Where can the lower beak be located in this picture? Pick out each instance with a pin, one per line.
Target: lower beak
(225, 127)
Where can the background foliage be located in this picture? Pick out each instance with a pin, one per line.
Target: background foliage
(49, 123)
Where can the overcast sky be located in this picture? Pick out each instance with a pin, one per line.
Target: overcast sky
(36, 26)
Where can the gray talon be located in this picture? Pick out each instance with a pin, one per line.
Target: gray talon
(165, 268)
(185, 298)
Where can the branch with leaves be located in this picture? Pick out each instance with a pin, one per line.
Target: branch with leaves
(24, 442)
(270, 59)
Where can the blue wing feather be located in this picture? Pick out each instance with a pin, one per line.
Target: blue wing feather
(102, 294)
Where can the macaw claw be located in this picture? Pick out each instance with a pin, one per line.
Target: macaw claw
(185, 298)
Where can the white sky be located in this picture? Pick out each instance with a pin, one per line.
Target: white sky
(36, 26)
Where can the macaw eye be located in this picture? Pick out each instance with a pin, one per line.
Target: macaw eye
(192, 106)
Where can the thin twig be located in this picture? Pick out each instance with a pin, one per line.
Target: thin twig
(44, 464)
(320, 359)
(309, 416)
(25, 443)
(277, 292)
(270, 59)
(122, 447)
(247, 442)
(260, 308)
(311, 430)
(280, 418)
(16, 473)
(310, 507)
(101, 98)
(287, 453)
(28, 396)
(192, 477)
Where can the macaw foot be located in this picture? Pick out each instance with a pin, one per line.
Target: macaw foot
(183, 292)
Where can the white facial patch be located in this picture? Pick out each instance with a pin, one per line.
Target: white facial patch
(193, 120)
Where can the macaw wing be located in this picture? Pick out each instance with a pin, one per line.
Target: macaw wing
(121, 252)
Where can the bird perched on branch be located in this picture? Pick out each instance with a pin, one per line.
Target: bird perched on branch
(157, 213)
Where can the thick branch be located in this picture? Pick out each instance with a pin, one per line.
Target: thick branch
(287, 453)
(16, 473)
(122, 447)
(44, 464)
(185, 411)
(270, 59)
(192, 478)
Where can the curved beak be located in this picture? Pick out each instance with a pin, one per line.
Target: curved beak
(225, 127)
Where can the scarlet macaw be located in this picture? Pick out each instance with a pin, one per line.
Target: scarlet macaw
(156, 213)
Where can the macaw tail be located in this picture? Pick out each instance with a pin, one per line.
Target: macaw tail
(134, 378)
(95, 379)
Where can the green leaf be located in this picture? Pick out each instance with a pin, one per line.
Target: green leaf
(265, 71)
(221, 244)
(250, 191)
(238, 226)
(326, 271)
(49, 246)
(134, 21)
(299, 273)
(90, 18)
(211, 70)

- [Work to complete]
Starting at the line that contains "Where can the curved", repeat each line exactly through the last one in the listing. Include both of those lines and nothing more.

- [The answer]
Where can the curved beak be located in this picture? Pick out each instance with a pin, one per line.
Target: curved beak
(225, 127)
Where can the scarlet macaw be located in this picture? Pick out each instance with a pin, one per line.
Target: scarlet macaw
(156, 213)
Where can the macaw tail be located in this picture? Pick out each instance with a pin, one per line.
Target: macaw tail
(134, 378)
(95, 379)
Where can the green leaf be located in this picture? Pick out each instance with a pin, one per line.
Target: green leaf
(265, 71)
(221, 244)
(250, 191)
(238, 226)
(326, 271)
(49, 246)
(134, 21)
(299, 273)
(90, 18)
(211, 70)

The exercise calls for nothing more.